Look through the listing below for the string "motorcycle". Show each line where it occurs.

***** EXTRACTED DATA *****

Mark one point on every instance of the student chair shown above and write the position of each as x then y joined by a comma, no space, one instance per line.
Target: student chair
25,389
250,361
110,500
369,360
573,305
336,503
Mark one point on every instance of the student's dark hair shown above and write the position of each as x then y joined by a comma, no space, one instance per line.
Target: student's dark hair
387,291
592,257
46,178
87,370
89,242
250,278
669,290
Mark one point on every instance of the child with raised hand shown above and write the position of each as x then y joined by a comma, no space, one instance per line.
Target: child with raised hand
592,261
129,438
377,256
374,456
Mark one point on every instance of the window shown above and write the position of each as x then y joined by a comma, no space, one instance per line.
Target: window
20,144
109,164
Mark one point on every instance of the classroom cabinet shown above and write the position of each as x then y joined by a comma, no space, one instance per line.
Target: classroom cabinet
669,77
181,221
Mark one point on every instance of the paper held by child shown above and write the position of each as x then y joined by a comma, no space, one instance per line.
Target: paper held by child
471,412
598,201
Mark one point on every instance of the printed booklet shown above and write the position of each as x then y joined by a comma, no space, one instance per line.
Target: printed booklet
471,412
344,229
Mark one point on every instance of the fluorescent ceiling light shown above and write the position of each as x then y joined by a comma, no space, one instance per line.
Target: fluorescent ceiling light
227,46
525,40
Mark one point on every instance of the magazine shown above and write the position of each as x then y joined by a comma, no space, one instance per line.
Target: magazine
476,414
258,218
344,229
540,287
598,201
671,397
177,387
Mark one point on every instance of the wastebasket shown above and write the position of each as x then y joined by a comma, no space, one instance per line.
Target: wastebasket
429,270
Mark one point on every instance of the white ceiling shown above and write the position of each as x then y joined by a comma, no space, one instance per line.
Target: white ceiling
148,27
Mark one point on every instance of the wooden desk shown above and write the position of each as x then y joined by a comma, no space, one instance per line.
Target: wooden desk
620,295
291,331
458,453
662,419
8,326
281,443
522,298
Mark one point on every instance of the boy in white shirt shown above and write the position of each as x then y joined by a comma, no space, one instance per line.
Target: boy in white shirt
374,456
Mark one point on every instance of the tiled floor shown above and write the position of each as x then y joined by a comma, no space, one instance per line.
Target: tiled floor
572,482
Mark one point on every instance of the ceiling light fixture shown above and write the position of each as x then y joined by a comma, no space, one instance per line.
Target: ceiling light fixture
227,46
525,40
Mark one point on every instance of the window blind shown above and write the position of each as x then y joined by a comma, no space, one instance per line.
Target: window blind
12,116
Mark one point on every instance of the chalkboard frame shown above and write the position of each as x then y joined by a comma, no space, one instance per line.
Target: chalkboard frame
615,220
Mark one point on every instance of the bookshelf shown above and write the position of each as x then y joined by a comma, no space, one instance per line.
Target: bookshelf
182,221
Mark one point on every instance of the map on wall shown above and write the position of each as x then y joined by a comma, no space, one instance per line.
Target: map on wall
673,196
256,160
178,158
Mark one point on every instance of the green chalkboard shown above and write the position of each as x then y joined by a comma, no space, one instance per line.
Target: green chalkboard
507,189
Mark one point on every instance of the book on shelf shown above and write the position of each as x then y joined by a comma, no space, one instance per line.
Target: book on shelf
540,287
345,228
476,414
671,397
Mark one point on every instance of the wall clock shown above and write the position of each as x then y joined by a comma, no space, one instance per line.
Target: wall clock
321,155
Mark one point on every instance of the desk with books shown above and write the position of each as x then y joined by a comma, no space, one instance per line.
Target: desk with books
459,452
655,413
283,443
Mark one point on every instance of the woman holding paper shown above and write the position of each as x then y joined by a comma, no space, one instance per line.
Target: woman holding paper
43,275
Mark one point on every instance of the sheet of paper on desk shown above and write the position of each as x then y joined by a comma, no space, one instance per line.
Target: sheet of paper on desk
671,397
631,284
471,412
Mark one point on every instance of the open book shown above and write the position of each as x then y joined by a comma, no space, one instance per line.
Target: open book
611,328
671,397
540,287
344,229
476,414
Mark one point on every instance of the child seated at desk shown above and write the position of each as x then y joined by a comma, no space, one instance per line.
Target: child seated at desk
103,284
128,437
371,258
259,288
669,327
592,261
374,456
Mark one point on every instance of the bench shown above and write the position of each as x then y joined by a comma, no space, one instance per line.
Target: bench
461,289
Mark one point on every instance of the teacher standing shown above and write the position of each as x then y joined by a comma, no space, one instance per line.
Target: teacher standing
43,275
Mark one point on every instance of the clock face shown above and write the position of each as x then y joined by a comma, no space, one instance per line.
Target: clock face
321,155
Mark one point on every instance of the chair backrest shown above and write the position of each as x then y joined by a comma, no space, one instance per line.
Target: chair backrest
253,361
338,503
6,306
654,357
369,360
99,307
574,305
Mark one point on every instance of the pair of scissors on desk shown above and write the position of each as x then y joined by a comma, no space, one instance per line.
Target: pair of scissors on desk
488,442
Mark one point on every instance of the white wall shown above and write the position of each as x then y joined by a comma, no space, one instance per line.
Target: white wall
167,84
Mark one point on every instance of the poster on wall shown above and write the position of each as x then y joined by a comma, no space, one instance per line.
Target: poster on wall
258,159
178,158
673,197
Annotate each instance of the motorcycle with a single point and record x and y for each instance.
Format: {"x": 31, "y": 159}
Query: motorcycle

*****

RESPONSE BELOW —
Annotate each instance of the motorcycle with a single point and record x and y for each instance.
Query: motorcycle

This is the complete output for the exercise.